Word for word, restate the entries that follow.
##### Records provided
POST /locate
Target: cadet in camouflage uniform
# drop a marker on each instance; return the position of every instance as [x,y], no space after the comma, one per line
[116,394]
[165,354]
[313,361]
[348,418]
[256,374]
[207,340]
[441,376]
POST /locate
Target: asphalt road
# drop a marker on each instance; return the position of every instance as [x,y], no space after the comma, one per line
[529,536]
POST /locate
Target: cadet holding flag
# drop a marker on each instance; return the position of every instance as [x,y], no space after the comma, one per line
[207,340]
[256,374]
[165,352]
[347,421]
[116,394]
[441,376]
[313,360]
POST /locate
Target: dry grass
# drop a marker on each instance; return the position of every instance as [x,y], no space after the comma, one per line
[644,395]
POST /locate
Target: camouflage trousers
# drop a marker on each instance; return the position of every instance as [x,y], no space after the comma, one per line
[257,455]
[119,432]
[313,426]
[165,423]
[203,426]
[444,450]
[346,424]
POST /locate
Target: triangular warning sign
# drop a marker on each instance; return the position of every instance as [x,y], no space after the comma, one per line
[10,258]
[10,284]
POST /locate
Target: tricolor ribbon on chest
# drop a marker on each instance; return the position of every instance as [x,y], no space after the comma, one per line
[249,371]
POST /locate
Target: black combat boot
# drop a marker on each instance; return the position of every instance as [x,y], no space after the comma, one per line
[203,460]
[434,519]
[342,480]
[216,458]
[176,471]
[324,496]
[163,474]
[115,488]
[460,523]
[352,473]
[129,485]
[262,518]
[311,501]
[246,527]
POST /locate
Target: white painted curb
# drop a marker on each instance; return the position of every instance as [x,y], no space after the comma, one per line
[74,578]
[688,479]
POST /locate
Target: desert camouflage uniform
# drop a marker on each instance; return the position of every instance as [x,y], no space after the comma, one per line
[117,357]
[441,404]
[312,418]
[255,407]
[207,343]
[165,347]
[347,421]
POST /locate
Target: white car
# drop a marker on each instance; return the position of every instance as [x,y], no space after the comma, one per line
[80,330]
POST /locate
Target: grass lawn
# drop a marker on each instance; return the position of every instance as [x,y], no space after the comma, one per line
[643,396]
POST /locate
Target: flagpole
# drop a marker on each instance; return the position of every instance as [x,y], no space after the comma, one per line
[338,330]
##########
• Exercise answer:
POST /locate
Target: cadet in camouflage uniform
# drop a marker on each instance; return the position of every instance as [x,y], no space after the comma, one per line
[116,394]
[165,354]
[313,361]
[348,418]
[256,374]
[207,340]
[441,376]
POST /locate
Target: asphalt road
# drop a marker on each instance; return the position of every instance as [x,y], no space after the comma, one per line
[529,536]
POST /locate
Target: cadet holding flag
# drop a marker on each instance; return the position of every instance as [x,y], no space after the comma, one per line
[207,340]
[256,374]
[165,352]
[347,421]
[116,394]
[441,376]
[313,360]
POST /locate
Target: dry grass
# drop a marker on each instance; return the position of every instance as [x,y], no space after the comma, one per line
[644,395]
POST /locate
Target: camouflage trousers
# drop a marker on each instance; return the position of every instance as [x,y], no space after the comma, one per line
[257,455]
[119,432]
[313,426]
[165,423]
[203,426]
[444,450]
[346,424]
POST /locate
Target: triangular warning sign
# drop a marker on each instance; return the position of every instance as [x,y], no space after the comma, one per line
[10,258]
[10,284]
POST /locate
Target: tricolor ribbon on chest
# drop a marker on each instance; return the position of every instance as [x,y], no space after the comma, one per line
[249,371]
POST /locate
Target: black combat boot
# drop a marker on each instance; return the position of every instance as [x,y], no space after the comma, one per line
[203,460]
[434,519]
[342,480]
[216,458]
[176,471]
[324,496]
[163,474]
[115,488]
[460,523]
[352,473]
[129,485]
[262,518]
[311,501]
[246,527]
POST /locate
Target: white painted curb
# drop a marker on each instance; return the position of every instance as [x,y], no space after the comma, one per line
[74,578]
[688,479]
POST /locate
Target: desert camouflage uniform
# drop a marker on each instance; return the position of every instance as [x,y], no space after the comma, one per line
[117,357]
[441,404]
[312,418]
[255,407]
[207,343]
[165,347]
[347,421]
POST /locate
Target: white car
# drop a marker on each instance; return the position of every instance as [x,y], no space after the comma, one per line
[80,330]
POST /locate
Target: grass lawn
# drop a marker on each instance; return the position of every instance as [x,y], no space after the comma, one per line
[643,396]
POST /locate
Target: flagpole
# drop a marker on each instance; return the position of every instance as [x,y], no space after the comma, one per line
[338,330]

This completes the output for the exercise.